> **Your objective**
Copy out every line of the rows below, keeping each detect command unchanged, and shift each bounding-box coordinate in the answers by adding 60 to it.

───── Input ─────

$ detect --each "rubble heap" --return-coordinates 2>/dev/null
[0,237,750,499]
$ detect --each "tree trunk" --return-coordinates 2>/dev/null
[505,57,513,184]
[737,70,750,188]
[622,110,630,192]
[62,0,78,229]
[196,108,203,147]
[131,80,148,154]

─────

> **Solution**
$ detect --each "rubble heap" --return-coordinates 2>/dev/null
[60,297,810,559]
$ detect --each "tree trunk" --return-coordinates 2>/dev/null
[565,117,573,244]
[797,130,810,248]
[682,170,690,252]
[122,60,138,289]
[256,168,263,207]
[191,140,208,214]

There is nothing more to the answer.